__Direction__
Write out the listing below in full and exactly, leaving out every picture.

---

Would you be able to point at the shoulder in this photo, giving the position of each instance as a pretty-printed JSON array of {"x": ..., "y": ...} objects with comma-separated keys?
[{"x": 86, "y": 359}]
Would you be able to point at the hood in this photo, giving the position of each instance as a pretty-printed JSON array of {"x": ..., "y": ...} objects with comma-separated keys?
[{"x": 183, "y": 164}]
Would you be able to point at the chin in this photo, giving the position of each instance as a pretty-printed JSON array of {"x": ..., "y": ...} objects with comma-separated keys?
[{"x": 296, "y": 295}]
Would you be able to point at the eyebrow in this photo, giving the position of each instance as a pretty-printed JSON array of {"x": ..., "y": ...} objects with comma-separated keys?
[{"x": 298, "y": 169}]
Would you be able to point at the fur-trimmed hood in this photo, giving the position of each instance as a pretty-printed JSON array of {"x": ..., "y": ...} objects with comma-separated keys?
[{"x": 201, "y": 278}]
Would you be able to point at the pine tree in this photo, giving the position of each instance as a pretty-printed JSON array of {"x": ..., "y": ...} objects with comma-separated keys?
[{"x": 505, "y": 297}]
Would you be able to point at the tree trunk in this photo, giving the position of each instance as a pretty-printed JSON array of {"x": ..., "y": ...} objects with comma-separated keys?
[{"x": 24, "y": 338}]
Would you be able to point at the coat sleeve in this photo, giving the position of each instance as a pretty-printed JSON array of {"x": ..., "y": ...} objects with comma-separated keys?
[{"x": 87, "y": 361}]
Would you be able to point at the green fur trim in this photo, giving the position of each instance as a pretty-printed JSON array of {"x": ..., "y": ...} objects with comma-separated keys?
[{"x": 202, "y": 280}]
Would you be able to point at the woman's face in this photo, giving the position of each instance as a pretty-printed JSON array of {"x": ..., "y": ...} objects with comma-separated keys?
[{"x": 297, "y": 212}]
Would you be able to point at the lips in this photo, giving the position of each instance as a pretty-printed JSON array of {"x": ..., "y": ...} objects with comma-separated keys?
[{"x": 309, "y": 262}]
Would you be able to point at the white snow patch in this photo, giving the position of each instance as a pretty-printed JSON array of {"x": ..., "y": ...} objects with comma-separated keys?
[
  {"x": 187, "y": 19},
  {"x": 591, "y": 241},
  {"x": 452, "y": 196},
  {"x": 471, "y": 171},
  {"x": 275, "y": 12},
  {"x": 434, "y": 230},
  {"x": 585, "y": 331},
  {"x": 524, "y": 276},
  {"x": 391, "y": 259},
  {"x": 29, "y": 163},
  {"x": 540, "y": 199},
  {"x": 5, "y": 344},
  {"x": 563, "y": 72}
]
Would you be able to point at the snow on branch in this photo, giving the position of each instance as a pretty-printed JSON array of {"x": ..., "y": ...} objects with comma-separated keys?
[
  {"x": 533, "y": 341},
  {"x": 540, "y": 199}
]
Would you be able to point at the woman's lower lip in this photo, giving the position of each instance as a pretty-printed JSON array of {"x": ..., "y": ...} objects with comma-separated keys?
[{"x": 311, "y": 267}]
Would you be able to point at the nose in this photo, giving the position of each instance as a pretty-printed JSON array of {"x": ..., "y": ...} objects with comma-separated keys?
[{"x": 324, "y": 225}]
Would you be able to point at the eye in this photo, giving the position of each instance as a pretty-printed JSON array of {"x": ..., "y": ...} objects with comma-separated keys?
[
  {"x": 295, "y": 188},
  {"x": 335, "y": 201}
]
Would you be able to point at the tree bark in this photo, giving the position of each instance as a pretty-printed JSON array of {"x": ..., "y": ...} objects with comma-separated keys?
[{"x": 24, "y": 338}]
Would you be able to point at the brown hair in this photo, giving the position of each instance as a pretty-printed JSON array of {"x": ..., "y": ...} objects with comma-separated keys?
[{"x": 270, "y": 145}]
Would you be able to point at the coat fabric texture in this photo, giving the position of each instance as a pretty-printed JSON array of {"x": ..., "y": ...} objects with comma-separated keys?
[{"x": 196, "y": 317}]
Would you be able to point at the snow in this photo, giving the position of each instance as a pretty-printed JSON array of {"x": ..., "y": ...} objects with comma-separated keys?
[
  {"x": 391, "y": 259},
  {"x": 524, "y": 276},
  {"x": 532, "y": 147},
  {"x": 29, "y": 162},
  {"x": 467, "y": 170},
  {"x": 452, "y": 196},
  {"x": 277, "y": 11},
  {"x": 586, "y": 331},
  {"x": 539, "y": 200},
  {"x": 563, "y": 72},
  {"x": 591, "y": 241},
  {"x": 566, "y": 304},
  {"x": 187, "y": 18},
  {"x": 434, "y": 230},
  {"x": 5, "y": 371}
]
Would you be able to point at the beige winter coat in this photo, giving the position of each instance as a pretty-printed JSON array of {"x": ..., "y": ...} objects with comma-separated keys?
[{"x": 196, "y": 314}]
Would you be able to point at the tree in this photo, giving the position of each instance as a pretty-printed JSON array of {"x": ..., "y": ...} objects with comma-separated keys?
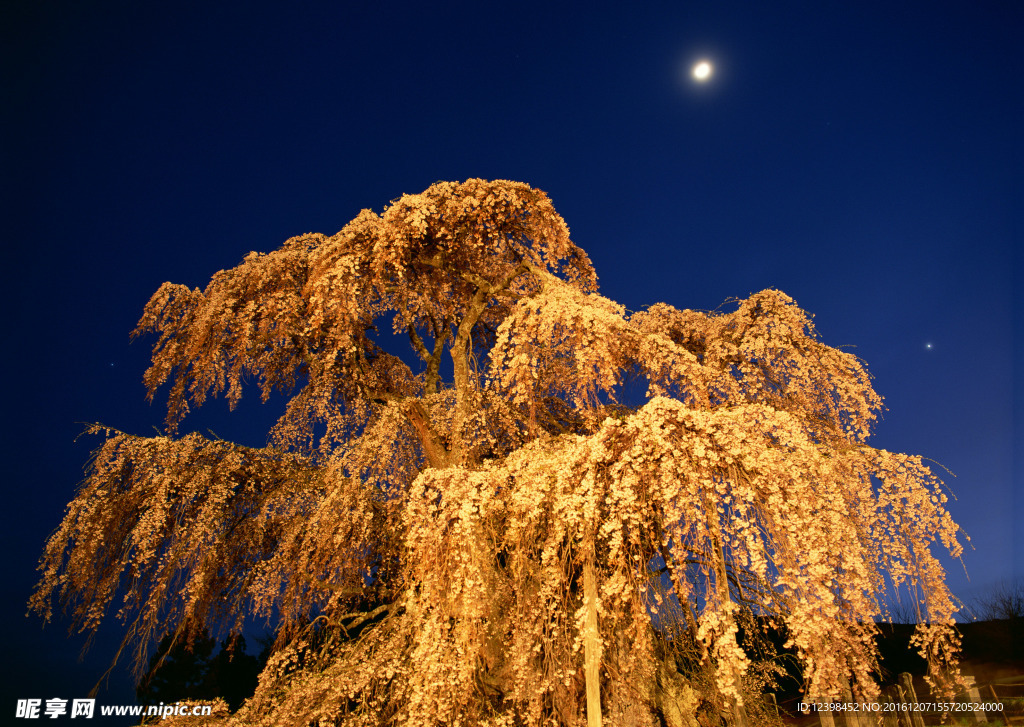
[
  {"x": 496, "y": 535},
  {"x": 180, "y": 670}
]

---

__Task solution__
Would you be able to point at the shoulder in this photo, giving the position of each instance as a pretty-printed JSON array of {"x": ..., "y": ...} objects with comma-separated keys?
[{"x": 86, "y": 359}]
Would you be able to point at the hood in this photo, giving the position of each instance as a pretty-printed JSON array of {"x": ..., "y": ...} objects with comma-separated keys?
[{"x": 183, "y": 164}]
Would you be able to point at the chin in this photo, giving the position of each instance as a pretty-printed JSON array of {"x": ..., "y": ...} objects with comma-separated keys?
[{"x": 296, "y": 295}]
Would you be able to point at the eyebrow in this photo, giving the position of each instance as a pretty-printed JSON array of {"x": ..., "y": ...} objects with comma-separated keys?
[{"x": 298, "y": 169}]
Would you be able to point at the fur-trimmed hood in this photo, giving the position of each instance as a pretty-printed JSON array of {"x": ..., "y": ...} objects with comma-separated keys?
[{"x": 201, "y": 278}]
Would you be able to point at the pine tree in this photo, giving the position of each instance as a pretty-printed JSON array of {"x": ..., "y": ...} objects with comma-separated keys?
[{"x": 505, "y": 297}]
Would you be able to point at the tree trunk in this photo, giving the position of each instance as a pretty-printed JSON array of {"x": ..., "y": ...} objects with comma-separated keys?
[{"x": 24, "y": 338}]
Would you be able to point at the coat sleeve in this photo, giving the position of each instance as a pretty-printed JSON array of {"x": ..., "y": ...} objects with comma-separated keys?
[{"x": 87, "y": 361}]
Would you be able to point at the green fur trim in this photo, giving the position of each instance as a pretty-printed JSON array of {"x": ..., "y": ...} objects with comma-separated keys?
[{"x": 202, "y": 280}]
Would you be able to point at the woman's face in this photo, giving the position of each instance as a pretty-printed JSON array of {"x": ..., "y": ...} objects with comma-separated keys?
[{"x": 297, "y": 212}]
Would you be able to point at the lips in this photo, giving the position of each instance as a pretty-printed JSON array of {"x": ..., "y": ...} objects with comma-separated keys?
[{"x": 309, "y": 262}]
Would you be able to point at the white snow patch in this photo, giving the position of each instance as a pretty-printed JSON array of {"x": ..., "y": ...} objects with comma-separated keys?
[
  {"x": 187, "y": 19},
  {"x": 591, "y": 241},
  {"x": 452, "y": 196},
  {"x": 471, "y": 171},
  {"x": 275, "y": 12},
  {"x": 434, "y": 230},
  {"x": 585, "y": 331},
  {"x": 524, "y": 276},
  {"x": 391, "y": 259},
  {"x": 29, "y": 163},
  {"x": 540, "y": 199},
  {"x": 5, "y": 344},
  {"x": 563, "y": 72}
]
Would you be able to point at the snow on branch in this photo, giving the position of each instance as a pretty-printed JSON array of {"x": ..., "y": ...} objects with comma-separated keys?
[
  {"x": 533, "y": 341},
  {"x": 540, "y": 199}
]
Would you be able to point at the woman's lower lip in this photo, giving the position of each instance as a pretty-printed JSON array of {"x": ..., "y": ...} objects with comma-separated keys?
[{"x": 311, "y": 267}]
Would you be able to point at the nose in this photo, giving the position of each instance as a pretty-printed JSON array of {"x": ..., "y": ...} objects with comma-separated keys?
[{"x": 324, "y": 225}]
Would you be able to point at the eye in this photo, giving the position of each instance as a pretty-printed JSON array of {"x": ..., "y": ...} objects with comma-separated keys?
[
  {"x": 295, "y": 188},
  {"x": 335, "y": 201}
]
Would you be able to point at the tree bark in this photo, giving the position of each instance as a pretty-printed JSON array of {"x": ..., "y": ...} objects with comma-separated keys?
[{"x": 24, "y": 338}]
Would you be able to point at the brown hair in this photo, giving the position of each instance as a pretty-printed JSON array of {"x": ..., "y": ...} objects with comma-separated keys?
[{"x": 270, "y": 145}]
Would you be able to point at the coat fabric texture in this photo, giving the position of each instance as a pretty-printed JSON array of {"x": ..., "y": ...} objects with comma-separated keys?
[{"x": 196, "y": 317}]
Would you be able to point at the snow in this photo, giving the position of each instance as a pretty-printed JSON array of {"x": ..., "y": ...} objects with comma-separated keys?
[
  {"x": 391, "y": 259},
  {"x": 524, "y": 276},
  {"x": 532, "y": 147},
  {"x": 29, "y": 162},
  {"x": 467, "y": 170},
  {"x": 452, "y": 196},
  {"x": 277, "y": 11},
  {"x": 586, "y": 331},
  {"x": 539, "y": 200},
  {"x": 563, "y": 72},
  {"x": 591, "y": 241},
  {"x": 566, "y": 304},
  {"x": 187, "y": 18},
  {"x": 434, "y": 230},
  {"x": 5, "y": 371}
]
Would you be able to point at the beige winter coat in this photo, giving the position of each instance as a pretty-printed JSON array of {"x": ..., "y": ...} objects with comma-separated keys?
[{"x": 196, "y": 314}]
Would you be able to point at the tree in this photo, giving the position of each instance as a pretty-printed JSON array of {"x": ..., "y": ...} objects with comma-separated keys?
[
  {"x": 496, "y": 535},
  {"x": 180, "y": 670}
]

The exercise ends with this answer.